## [Exercise objective]
Collect every line below that contains the word "Target", and copy each such line in full.

## [Records for the exercise]
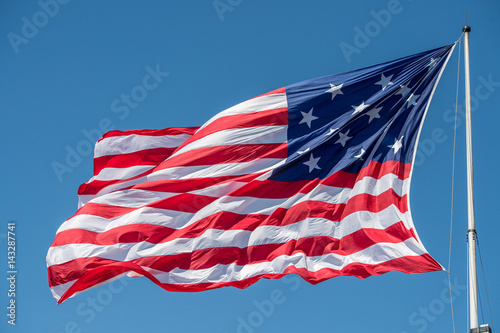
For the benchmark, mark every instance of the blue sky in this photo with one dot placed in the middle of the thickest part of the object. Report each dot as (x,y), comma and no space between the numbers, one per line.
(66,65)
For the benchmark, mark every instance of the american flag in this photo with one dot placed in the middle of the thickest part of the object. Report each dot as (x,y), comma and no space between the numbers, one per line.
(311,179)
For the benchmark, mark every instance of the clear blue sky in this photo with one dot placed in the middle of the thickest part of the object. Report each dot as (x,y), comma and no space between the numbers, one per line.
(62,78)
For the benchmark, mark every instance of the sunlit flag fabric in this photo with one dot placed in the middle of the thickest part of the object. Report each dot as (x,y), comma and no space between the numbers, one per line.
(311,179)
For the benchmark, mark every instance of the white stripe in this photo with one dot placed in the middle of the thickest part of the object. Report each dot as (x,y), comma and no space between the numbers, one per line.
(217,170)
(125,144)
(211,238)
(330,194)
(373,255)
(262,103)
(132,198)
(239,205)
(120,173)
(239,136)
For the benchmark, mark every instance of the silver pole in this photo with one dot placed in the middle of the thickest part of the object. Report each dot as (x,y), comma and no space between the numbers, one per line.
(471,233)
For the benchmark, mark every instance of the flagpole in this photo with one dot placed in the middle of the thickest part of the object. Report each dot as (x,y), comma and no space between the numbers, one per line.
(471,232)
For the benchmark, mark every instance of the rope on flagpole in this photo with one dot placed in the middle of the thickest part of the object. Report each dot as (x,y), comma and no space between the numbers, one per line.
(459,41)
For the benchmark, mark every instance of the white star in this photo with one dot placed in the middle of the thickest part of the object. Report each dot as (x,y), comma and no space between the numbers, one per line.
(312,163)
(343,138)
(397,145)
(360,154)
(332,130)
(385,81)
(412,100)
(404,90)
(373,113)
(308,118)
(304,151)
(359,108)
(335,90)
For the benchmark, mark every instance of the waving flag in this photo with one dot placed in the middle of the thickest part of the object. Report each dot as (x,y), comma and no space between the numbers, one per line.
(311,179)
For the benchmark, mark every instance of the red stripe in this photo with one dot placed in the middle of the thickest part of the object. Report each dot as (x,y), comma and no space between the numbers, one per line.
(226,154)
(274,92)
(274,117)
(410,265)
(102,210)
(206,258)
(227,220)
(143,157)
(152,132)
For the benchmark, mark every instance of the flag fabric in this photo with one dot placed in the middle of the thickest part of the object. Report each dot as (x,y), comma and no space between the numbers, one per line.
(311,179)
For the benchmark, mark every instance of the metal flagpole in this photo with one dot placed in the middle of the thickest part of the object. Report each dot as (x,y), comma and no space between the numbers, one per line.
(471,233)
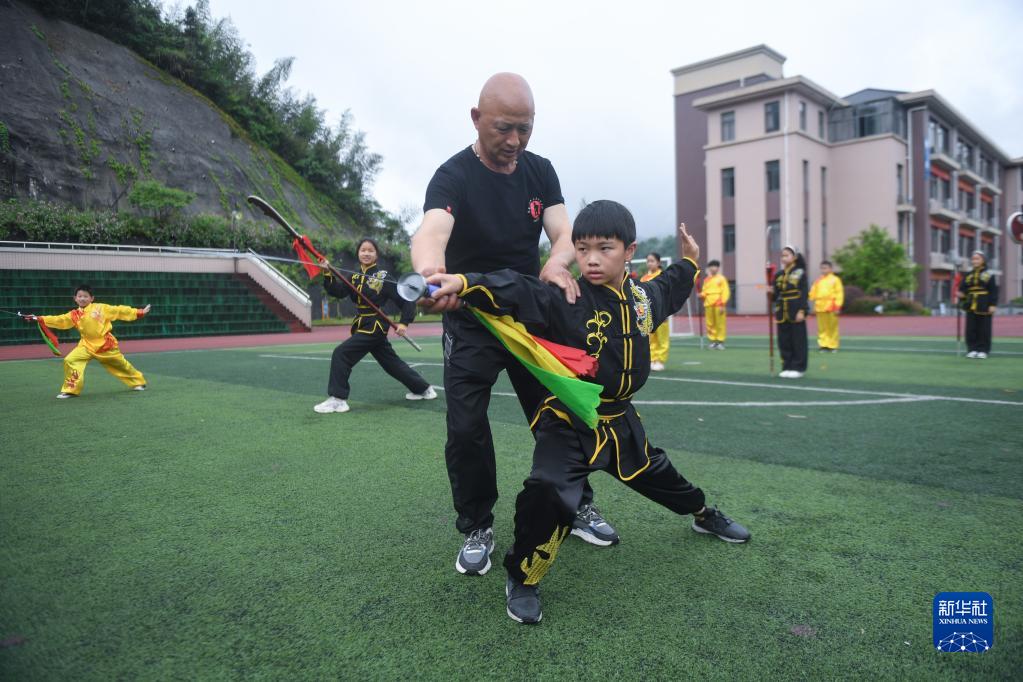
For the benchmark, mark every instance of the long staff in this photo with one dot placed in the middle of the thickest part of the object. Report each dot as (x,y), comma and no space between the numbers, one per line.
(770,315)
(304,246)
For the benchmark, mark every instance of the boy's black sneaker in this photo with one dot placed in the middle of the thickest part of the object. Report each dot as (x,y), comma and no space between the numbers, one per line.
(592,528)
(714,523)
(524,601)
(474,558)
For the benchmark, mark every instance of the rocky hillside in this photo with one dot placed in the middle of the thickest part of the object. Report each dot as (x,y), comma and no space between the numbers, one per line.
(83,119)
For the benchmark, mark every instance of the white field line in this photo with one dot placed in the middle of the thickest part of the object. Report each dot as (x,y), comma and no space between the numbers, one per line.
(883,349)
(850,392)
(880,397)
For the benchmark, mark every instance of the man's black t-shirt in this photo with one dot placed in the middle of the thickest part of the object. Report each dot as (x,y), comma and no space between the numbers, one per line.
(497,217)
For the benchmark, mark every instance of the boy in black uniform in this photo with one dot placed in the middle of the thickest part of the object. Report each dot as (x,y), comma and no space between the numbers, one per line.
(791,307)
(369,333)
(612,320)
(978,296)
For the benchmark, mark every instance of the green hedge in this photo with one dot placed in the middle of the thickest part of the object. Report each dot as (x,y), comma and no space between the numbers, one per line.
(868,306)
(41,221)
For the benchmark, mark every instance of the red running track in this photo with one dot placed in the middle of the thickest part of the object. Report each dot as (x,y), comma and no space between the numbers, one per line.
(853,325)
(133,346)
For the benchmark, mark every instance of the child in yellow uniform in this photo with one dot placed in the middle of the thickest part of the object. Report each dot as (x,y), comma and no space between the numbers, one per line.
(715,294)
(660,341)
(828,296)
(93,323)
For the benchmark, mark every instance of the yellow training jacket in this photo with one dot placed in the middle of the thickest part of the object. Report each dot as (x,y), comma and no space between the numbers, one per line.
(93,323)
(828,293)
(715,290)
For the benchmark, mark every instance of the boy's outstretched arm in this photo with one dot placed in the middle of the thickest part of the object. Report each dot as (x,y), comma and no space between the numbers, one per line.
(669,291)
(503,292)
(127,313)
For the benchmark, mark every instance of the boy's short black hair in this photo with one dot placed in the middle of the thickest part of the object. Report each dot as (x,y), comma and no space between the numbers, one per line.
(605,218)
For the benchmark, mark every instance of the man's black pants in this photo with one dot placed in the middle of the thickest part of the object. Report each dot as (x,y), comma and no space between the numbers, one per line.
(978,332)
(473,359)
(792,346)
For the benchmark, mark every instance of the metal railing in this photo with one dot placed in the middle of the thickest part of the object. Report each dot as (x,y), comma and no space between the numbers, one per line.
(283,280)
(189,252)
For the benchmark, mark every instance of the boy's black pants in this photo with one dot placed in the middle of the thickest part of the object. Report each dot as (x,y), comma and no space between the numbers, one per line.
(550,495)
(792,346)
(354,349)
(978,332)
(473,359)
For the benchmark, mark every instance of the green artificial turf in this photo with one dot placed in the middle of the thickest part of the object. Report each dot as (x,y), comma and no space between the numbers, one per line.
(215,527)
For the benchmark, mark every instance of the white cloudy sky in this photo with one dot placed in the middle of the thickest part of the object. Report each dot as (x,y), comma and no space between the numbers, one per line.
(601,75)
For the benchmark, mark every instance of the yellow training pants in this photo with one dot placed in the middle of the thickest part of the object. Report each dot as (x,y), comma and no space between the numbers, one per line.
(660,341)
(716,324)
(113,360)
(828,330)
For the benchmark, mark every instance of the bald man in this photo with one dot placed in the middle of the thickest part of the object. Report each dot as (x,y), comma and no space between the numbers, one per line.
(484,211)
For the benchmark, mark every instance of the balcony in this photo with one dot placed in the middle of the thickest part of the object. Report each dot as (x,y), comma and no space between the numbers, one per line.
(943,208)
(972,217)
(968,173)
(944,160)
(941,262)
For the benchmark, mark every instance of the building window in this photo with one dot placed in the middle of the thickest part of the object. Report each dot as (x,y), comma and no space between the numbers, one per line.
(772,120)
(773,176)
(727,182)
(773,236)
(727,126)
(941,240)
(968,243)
---
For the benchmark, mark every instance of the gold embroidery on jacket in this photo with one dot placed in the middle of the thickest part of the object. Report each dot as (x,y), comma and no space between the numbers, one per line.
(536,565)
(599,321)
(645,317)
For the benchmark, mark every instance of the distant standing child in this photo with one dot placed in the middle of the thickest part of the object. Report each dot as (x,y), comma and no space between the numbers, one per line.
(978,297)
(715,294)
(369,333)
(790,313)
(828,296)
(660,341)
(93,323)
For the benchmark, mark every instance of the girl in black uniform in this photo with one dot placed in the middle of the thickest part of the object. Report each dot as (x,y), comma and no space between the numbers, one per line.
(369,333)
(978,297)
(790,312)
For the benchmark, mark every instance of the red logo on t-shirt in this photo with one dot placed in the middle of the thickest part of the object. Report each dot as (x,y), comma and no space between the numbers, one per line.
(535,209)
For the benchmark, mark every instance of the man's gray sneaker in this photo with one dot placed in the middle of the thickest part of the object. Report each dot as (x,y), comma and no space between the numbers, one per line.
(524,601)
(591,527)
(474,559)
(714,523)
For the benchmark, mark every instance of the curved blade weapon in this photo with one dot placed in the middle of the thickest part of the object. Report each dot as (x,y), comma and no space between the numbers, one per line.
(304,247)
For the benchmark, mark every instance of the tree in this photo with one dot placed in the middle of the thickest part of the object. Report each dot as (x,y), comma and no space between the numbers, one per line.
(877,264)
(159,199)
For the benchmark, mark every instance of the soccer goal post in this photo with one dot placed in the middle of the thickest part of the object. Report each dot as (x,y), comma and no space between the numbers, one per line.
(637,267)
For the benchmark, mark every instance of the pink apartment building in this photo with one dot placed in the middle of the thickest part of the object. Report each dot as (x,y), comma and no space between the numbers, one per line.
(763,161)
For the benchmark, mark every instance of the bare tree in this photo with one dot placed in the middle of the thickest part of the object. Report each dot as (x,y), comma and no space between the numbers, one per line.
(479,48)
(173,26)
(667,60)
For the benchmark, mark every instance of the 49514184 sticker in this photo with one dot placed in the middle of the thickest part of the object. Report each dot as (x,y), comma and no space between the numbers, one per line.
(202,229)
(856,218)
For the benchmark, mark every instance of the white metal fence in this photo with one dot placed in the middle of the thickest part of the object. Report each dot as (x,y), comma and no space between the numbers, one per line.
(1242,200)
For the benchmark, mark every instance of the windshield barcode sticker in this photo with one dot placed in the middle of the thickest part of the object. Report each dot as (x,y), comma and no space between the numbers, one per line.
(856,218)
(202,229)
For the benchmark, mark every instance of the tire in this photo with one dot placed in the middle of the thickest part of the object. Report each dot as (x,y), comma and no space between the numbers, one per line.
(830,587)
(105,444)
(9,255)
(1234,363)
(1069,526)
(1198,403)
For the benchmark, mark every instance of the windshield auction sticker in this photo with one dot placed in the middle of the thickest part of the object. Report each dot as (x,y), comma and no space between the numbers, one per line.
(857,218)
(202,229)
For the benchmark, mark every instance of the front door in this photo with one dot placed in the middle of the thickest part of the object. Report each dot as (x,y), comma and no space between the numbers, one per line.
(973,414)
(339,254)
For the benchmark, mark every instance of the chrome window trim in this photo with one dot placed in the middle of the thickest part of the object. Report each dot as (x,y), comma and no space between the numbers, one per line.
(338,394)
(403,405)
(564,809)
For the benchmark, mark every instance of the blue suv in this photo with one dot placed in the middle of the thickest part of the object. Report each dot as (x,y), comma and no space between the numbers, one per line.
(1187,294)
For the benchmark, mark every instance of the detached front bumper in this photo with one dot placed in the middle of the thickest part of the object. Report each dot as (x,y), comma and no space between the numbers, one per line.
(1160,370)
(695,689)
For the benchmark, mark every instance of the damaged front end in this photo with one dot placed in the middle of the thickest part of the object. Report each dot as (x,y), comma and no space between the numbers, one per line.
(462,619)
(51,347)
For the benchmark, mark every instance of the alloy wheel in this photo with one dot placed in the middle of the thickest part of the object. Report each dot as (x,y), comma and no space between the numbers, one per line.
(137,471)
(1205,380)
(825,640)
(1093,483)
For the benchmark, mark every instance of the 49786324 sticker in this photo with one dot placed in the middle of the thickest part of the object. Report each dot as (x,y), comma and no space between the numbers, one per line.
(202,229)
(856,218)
...
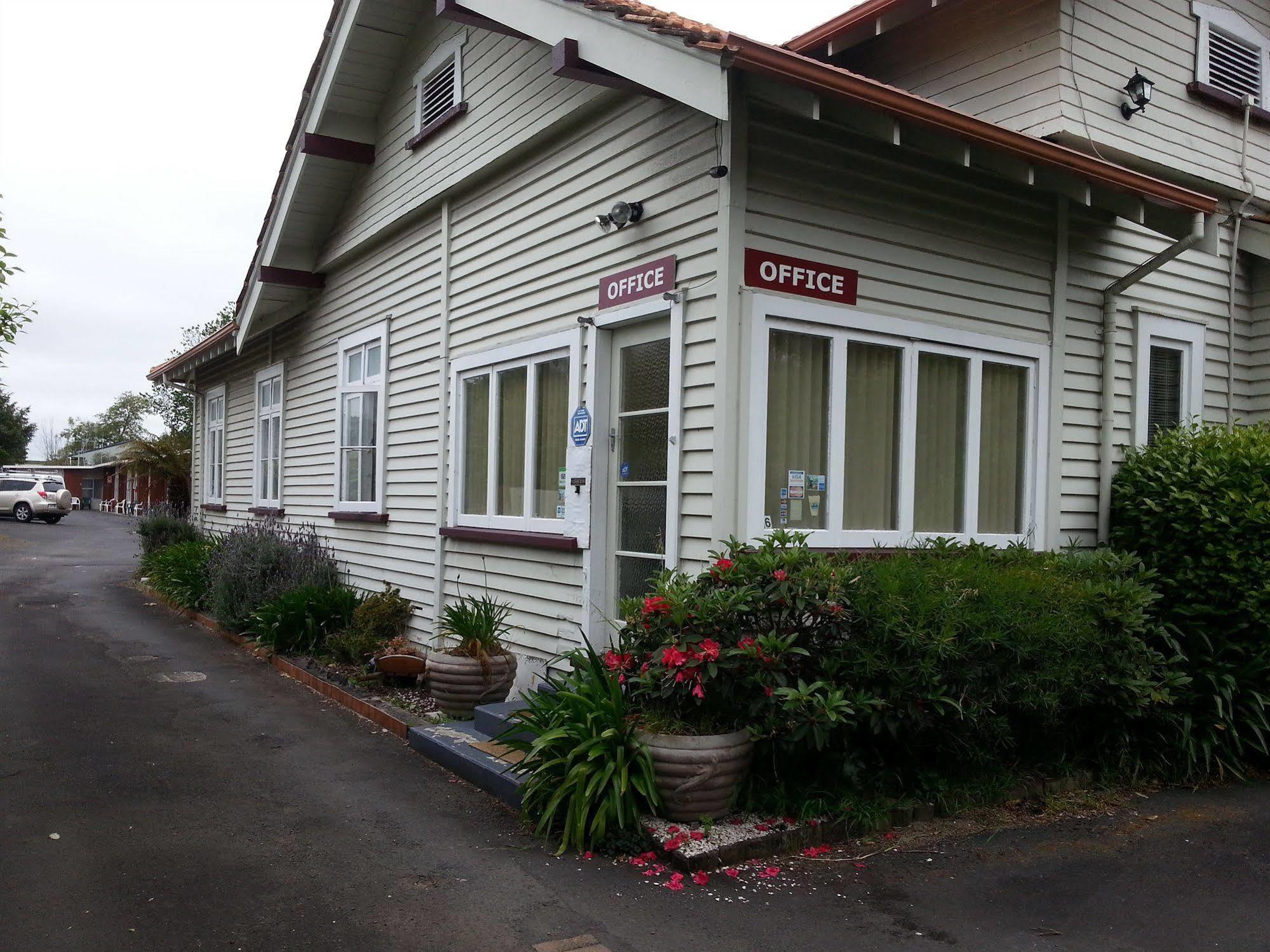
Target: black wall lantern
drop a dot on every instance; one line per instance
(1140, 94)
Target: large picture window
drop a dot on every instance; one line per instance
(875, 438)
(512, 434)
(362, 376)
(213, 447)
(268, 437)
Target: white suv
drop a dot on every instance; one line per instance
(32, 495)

## [Complete response]
Target: black wall lantern
Target: large picture window
Target: white suv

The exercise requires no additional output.